_Information provided_
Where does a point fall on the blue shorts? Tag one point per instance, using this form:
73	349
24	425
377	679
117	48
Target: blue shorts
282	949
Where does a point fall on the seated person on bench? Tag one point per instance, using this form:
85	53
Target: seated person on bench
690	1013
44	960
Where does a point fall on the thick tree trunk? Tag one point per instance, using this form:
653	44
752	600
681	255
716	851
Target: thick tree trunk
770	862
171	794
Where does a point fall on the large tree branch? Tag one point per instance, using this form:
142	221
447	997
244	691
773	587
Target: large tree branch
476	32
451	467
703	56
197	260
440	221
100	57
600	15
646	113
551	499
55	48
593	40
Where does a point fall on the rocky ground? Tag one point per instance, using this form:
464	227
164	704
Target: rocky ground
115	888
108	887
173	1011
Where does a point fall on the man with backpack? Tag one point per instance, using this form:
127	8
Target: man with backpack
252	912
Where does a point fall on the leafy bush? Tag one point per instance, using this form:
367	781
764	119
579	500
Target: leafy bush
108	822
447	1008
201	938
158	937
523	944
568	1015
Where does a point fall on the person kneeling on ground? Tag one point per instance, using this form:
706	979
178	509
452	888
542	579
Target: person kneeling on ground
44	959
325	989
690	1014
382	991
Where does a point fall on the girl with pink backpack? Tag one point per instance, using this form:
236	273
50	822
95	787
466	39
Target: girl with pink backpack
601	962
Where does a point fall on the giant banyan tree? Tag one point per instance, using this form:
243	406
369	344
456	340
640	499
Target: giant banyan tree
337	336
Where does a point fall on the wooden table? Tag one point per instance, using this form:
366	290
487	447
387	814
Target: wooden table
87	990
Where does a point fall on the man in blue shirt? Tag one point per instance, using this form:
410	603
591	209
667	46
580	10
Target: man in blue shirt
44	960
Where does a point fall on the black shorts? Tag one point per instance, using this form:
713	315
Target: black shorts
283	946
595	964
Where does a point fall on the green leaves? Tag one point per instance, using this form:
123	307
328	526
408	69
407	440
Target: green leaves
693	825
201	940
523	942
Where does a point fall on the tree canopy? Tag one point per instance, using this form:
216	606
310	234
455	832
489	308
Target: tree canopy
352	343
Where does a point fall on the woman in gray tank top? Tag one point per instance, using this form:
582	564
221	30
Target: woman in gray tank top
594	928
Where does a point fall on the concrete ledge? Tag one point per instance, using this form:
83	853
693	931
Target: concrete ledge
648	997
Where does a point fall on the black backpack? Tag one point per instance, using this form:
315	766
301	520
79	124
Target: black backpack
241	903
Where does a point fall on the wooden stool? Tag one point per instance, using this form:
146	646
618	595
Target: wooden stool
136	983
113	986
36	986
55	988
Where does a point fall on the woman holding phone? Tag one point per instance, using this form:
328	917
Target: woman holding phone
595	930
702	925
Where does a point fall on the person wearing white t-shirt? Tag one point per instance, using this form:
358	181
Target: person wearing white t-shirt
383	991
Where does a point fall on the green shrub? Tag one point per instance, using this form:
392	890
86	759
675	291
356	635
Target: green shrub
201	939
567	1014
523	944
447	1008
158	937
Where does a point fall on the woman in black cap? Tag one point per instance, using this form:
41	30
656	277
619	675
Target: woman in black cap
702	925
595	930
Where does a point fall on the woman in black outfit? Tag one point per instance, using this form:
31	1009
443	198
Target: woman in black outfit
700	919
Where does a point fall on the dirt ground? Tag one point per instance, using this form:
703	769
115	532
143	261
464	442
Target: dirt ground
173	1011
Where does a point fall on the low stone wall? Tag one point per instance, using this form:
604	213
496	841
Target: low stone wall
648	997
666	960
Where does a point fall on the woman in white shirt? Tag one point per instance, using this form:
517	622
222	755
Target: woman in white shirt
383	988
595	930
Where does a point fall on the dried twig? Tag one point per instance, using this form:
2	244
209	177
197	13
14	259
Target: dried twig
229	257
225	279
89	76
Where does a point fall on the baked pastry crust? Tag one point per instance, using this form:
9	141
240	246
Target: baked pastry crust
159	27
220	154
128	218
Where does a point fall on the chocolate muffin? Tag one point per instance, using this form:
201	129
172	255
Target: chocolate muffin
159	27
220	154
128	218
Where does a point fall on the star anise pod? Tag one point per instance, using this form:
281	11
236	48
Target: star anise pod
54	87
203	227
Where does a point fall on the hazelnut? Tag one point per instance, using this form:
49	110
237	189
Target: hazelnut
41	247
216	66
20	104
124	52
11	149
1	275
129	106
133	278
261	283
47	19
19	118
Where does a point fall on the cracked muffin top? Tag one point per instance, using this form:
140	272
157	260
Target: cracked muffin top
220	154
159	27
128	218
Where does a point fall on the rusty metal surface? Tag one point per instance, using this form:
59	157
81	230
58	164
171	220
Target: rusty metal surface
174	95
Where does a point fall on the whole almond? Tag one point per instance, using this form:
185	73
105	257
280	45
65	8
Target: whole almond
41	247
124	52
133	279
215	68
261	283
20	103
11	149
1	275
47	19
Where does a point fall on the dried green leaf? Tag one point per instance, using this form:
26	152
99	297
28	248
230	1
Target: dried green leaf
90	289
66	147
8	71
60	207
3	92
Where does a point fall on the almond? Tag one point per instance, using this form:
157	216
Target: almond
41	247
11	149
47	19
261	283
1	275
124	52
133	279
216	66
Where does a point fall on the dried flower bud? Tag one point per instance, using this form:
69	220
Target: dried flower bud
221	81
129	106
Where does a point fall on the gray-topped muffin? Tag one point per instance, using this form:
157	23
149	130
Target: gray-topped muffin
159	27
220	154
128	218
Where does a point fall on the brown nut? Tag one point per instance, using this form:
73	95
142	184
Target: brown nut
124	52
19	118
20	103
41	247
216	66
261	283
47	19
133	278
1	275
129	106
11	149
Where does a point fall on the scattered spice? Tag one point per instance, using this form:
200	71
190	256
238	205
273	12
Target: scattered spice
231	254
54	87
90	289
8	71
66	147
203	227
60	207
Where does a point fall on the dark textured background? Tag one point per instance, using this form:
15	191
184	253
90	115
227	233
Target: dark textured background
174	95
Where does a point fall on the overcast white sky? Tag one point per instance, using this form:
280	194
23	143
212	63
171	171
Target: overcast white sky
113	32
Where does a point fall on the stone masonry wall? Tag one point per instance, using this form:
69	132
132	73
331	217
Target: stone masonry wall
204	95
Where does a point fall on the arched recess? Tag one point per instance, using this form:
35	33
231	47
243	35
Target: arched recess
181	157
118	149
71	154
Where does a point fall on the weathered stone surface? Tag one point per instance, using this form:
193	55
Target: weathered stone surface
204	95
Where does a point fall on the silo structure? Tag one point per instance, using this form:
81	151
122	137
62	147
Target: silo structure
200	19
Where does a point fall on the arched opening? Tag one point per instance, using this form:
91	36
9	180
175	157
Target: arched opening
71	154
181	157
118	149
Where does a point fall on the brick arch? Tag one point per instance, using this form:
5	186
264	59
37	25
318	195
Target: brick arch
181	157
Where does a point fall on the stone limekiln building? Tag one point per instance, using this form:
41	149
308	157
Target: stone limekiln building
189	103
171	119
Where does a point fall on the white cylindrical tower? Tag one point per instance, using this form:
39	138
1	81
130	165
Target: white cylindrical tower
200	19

_Exercise aim_
Print each entry exactly as it was written.

_Problem solution_
Where does a point fall on the blue shorts? Tag one point per instance, using this form:
73	349
24	425
377	679
117	48
Target: blue shorts
282	949
Where does a point fall on the seated person on bench? Tag one point per instance, using this form:
85	53
Target: seated person on bench
690	1013
44	960
Where does a point fall on the thick tree trunk? Tag one point per instance, using this form:
653	44
752	600
681	255
716	851
Target: thick tree trunk
770	862
171	794
Where does a point fall on the large tree branch? Tag one point per instance, using this form:
142	221
447	997
244	691
773	587
Target: large tree branch
476	32
451	467
703	56
197	260
440	221
100	57
600	15
646	113
551	499
55	48
593	40
Where does a point fall on the rocky ground? Tag one point per instance, using this form:
464	227
164	704
Target: rocky ground
115	888
108	887
173	1011
Where does a point fall on the man with backpack? Tag one point per instance, using this form:
127	8
Target: man with backpack
252	912
Where does a point fall on the leafy bush? Tag one point per instance, using this form:
367	781
764	119
579	500
Target: leafy bush
108	822
447	1008
201	938
158	937
523	944
568	1015
Where does a point fall on the person kneeling on ground? Tag one point per instance, using this form:
706	979
178	509
452	888
542	579
Target: person kneeling on ground
44	959
325	989
690	1014
382	991
Where does a point fall on the girl with pink backpack? Tag one point per instance, using this form:
236	273
50	822
95	787
466	39
Target: girl with pink backpack
601	962
Where does a point fall on the giant banyan tree? Tag one point per instance, using this form:
243	406
369	344
456	340
640	499
Target: giant banyan tree
337	336
Where does a point fall on the wooden table? Tag one point per instance, using this form:
366	290
487	447
387	814
Target: wooden table
87	990
Where does a point fall on the man in blue shirt? Tag one point per instance, using this form:
410	603
591	209
667	46
580	10
Target: man in blue shirt
44	960
Where does a point fall on the black shorts? Tag one point per instance, using this form:
713	315
Target: black shorts
283	946
595	964
Where does a point fall on the green leaves? Tag one point per instance, using this form:
123	307
328	526
408	69
407	440
Target: green leaves
693	825
201	940
523	942
Where does a point fall on the tree canopy? Tag one point per instance, using this form:
216	606
310	234
455	832
489	308
Target: tree canopy
352	343
Where does a point fall on the woman in gray tank top? Tag one point per instance, using this form:
582	564
221	30
Target: woman in gray tank top
594	928
Where does a point fall on the concrete ledge? Tag one point per instance, using this form:
83	853
693	931
Target: concrete ledge
648	997
Where does a point fall on the black backpack? Tag one point per instance, using this form:
315	766
301	520
79	124
Target: black backpack
241	903
Where does a point fall on the wooden stool? Tag one point per instance, using this form:
146	646
618	595
Target: wooden stool
136	983
113	986
36	986
55	988
Where does a point fall on the woman holding phone? Tag one point per instance, using this form:
328	917
Target: woman holding phone
595	930
702	925
Where does a point fall on the person wearing white t-shirt? Tag one point per instance, using this form:
358	181
Target: person wearing white t-shirt
383	991
Where does a point fall on the green shrub? Tag one point per instance, using this form:
392	890
86	759
675	291
356	635
Target: green shrub
201	939
567	1014
523	944
447	1008
158	937
Where does a point fall on the woman in black cap? Tag one point per instance, using this form:
41	30
656	277
619	675
Target: woman in black cap
702	925
595	930
Where does a point fall on the woman in black outfit? Tag one point per instance, using this form:
31	1009
443	198
Target: woman in black outfit
700	919
Where does a point fall on the dirt ground? Tag one point per instance, using this form:
703	769
115	532
143	261
464	442
Target: dirt ground
173	1011
Where does a point fall on the low stone wall? Tag one point per instance, using this form:
604	213
496	841
Target: low stone wall
648	997
666	960
Where does a point fall on the woman in white shirt? Tag one point per instance, using this form:
517	622
222	755
Target: woman in white shirt
383	988
595	930
Where does a point fall on the dried twig? Tag one point per instance, using this form:
2	244
209	177
197	13
14	259
Target: dried twig
229	257
225	279
89	76
Where does a point fall on the baked pastry crust? Tag one point per instance, using this form:
9	141
240	246
Target: baked pastry crust
159	27
220	154
128	218
Where does a point fall on the chocolate muffin? Tag one point per instance, using this form:
201	129
172	255
Target: chocolate muffin
159	27
220	154
128	218
Where does a point fall on the star anise pod? Tag one point per instance, using this form:
281	11
236	48
Target: star anise pod
54	87
203	227
Where does a point fall on the hazelnut? Tag one point per instance, using this form:
49	110
237	189
Target: hazelnut
41	247
216	66
20	104
124	52
11	149
1	275
129	106
133	278
261	283
47	19
19	118
Where does a point fall on the cracked muffin top? Tag one point per instance, using this form:
140	272
157	260
Target: cracked muffin top
220	154
159	27
128	218
Where does a point fall on the rusty metal surface? Tag one point per instance, using this form:
59	157
81	230
58	164
171	220
Target: rusty metal surface
174	95
Where does a point fall on the whole almond? Tag one point per instance, using this form:
185	73
105	257
280	45
65	8
Target: whole almond
41	247
124	52
133	279
215	68
261	283
20	103
11	149
1	275
47	19
Where does a point fall on the dried green leaf? Tag one point per instance, using this form:
26	152
99	297
28	248
230	1
Target: dried green leaf
90	289
66	147
8	71
60	207
3	92
Where does a point fall on the almond? Tag one point per instance, using this form:
157	216
Target: almond
41	247
11	149
47	19
261	283
1	275
124	52
133	279
216	66
Where does a point fall on the dried flower bud? Tag one point per instance, using this form:
69	220
Target: dried flower bud
221	81
129	106
Where does a point fall on the gray-topped muffin? Tag one point per instance, using this form:
157	23
149	130
Target: gray-topped muffin
159	27
220	154
128	218
Where does a point fall on the brown nut? Tag one point per instance, using this form:
73	95
142	184
Target: brown nut
124	52
19	118
20	103
41	247
216	66
261	283
47	19
133	278
1	275
129	106
11	149
Where does a point fall on the scattered spice? Tag one point per instance, using this form:
200	71
190	256
238	205
273	12
Target: scattered spice
231	254
54	87
90	289
8	71
66	147
203	227
60	207
Where does a point fall on the dark textured background? Tag one point per instance, using this form:
15	191
184	253
90	115
227	233
Target: dark textured background
174	95
Where does a point fall on the overcast white sky? Tag one point per instance, using this form:
280	194
23	143
212	63
171	171
Target: overcast white sky
113	32
Where does a point fall on the stone masonry wall? Tag one point per instance, using this form:
69	132
132	73
331	217
Target: stone masonry wall
204	95
Where does a point fall on the arched recess? Tag one point per instance, using this form:
35	33
231	47
243	35
Target: arched recess
181	157
118	149
71	154
Where does a point fall on the weathered stone surface? Tag one point per instance, using this form:
193	55
Target: weathered stone surface
204	95
Where does a point fall on the silo structure? Tag one point per instance, using this form:
81	151
122	137
62	147
Target: silo structure
200	19
Where does a point fall on the arched opening? Tag one point per instance, using this form:
91	36
9	180
175	157
Target: arched opening
71	154
181	157
118	149
Where does a point fall on the brick arch? Tag one point per instance, using this form:
5	186
264	59
37	25
318	195
Target: brick arch
181	157
Where does a point fall on the stone limekiln building? Tag one point per instance, using this form:
41	149
308	157
Target: stone limekiln building
189	103
171	119
Where does a point fall on the white cylindrical tower? Tag one point per instance, using this form:
39	138
1	81
130	165
Target: white cylindrical tower
200	19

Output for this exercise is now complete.